Records contained in a dataset:
--- START ---
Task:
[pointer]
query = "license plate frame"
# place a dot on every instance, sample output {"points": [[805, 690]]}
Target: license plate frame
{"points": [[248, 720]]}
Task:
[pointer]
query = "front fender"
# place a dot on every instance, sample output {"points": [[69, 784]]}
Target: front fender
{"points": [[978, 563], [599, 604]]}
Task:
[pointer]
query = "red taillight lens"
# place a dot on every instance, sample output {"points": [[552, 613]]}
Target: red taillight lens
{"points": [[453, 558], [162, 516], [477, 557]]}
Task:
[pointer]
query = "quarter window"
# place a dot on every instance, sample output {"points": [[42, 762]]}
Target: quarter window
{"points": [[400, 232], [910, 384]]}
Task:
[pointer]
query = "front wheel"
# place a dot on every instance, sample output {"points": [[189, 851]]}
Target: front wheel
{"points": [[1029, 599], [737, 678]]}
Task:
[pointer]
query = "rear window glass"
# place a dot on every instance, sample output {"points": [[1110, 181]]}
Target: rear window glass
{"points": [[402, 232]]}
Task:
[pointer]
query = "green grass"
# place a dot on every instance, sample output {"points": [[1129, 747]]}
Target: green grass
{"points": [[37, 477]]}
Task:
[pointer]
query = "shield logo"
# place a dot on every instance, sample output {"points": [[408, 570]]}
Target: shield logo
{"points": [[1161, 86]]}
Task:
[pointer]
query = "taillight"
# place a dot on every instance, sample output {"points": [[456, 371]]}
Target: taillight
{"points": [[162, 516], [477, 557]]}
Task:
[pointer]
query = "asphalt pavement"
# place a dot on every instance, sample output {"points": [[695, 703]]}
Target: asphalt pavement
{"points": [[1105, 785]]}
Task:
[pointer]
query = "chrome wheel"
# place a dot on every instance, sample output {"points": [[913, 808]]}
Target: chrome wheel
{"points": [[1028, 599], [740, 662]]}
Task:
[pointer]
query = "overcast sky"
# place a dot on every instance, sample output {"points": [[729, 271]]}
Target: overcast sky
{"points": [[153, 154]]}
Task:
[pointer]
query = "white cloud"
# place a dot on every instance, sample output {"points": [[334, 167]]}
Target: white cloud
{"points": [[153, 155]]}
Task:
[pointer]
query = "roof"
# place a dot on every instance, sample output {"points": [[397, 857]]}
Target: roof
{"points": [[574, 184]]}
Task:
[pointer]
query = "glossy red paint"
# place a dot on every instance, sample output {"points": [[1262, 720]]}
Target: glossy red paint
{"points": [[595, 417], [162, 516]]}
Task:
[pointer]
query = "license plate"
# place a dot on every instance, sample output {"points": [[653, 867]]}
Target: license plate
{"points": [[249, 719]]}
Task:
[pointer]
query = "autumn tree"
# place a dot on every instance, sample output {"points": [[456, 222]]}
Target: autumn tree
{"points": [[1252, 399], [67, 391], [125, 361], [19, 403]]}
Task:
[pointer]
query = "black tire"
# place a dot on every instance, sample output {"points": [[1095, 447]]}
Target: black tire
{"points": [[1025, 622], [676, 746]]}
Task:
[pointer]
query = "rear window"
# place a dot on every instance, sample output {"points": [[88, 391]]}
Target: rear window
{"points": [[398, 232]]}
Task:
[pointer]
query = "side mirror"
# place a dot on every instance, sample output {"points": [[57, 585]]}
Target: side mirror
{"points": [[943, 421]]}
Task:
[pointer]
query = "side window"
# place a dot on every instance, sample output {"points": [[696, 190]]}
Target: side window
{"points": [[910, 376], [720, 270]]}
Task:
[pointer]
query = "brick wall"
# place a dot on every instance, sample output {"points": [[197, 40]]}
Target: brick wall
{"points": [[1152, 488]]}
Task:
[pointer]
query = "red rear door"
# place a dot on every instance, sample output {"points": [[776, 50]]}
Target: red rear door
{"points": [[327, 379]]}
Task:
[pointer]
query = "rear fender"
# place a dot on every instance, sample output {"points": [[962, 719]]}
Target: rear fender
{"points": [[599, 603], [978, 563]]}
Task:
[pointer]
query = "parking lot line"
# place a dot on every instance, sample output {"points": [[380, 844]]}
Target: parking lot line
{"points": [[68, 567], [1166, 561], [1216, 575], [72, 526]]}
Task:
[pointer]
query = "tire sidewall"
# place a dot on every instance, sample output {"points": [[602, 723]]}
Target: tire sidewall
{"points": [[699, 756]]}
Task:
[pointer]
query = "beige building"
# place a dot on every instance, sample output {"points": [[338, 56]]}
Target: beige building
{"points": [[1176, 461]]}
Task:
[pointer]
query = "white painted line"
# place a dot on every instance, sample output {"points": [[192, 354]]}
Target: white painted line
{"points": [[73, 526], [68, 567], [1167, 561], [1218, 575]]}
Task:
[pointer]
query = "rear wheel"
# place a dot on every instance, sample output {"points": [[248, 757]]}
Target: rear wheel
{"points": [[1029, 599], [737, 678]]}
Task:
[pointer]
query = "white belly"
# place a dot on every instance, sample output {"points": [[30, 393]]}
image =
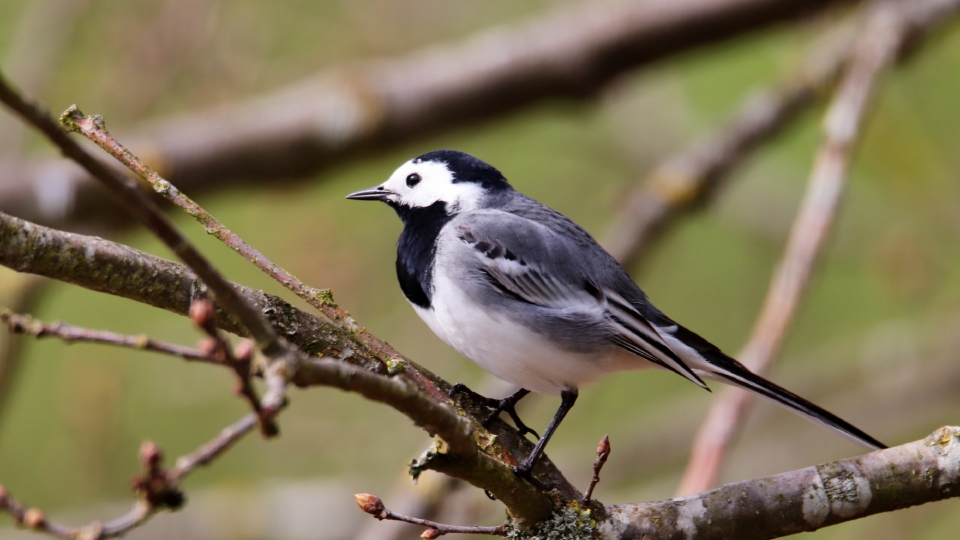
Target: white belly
{"points": [[507, 349]]}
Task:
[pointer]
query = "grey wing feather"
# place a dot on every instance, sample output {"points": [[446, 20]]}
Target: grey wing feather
{"points": [[533, 263]]}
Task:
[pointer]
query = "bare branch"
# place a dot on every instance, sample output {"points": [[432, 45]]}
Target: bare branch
{"points": [[25, 324], [888, 27], [372, 505], [26, 291], [158, 489], [203, 314], [805, 500], [688, 179], [464, 449], [149, 214], [295, 131], [94, 128]]}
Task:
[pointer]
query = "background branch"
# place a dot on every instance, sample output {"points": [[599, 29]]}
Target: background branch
{"points": [[158, 489], [888, 28], [348, 362], [804, 500], [296, 131], [25, 324]]}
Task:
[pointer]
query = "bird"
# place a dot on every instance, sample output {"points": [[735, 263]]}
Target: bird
{"points": [[532, 298]]}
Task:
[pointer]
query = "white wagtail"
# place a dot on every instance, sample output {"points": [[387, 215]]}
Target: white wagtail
--- END ---
ASSIGNED TASK. Begin with the line containing "Target: white painted line" and end with the last line of the entries above. Copy those lines exactly, both ends included, and drop every picture.

TASK RESULT.
Target: white painted line
{"points": [[73, 526], [68, 567], [1167, 561], [1218, 575]]}
Task:
[pointer]
query = "rear wheel"
# place a dot on every instance, sample output {"points": [[248, 757]]}
Target: rear wheel
{"points": [[1029, 599], [737, 678]]}
Task:
[pointer]
query = "white belly"
# place a dot on every instance, sample output {"points": [[30, 393]]}
image =
Target: white belly
{"points": [[507, 349]]}
Task:
[pointer]
query = "grey wing feather"
# place a dot on every instance, sample output {"points": [[446, 20]]}
Target: grey wing feather
{"points": [[533, 263]]}
Task:
[pointer]
query = "bare branch"
# place a dot on every instance, sample output {"points": [[432, 45]]}
Target: bare branch
{"points": [[25, 324], [888, 27], [372, 505], [26, 291], [158, 489], [203, 314], [805, 500], [688, 179], [464, 449], [149, 214], [295, 131], [94, 128]]}
Task:
[pointer]
query = "background branch"
# place a dot on every instance, sample output {"points": [[599, 29]]}
Target: background branch
{"points": [[158, 489], [888, 28], [348, 362], [804, 500], [296, 131], [25, 324]]}
Task:
[pointer]
query = "bird"
# place a dot on every instance, sample output {"points": [[735, 263]]}
Target: bird
{"points": [[532, 298]]}
Task:
[pointer]
query = "white wagtail"
# place a dot on every instance, sample output {"points": [[387, 215]]}
Target: white wagtail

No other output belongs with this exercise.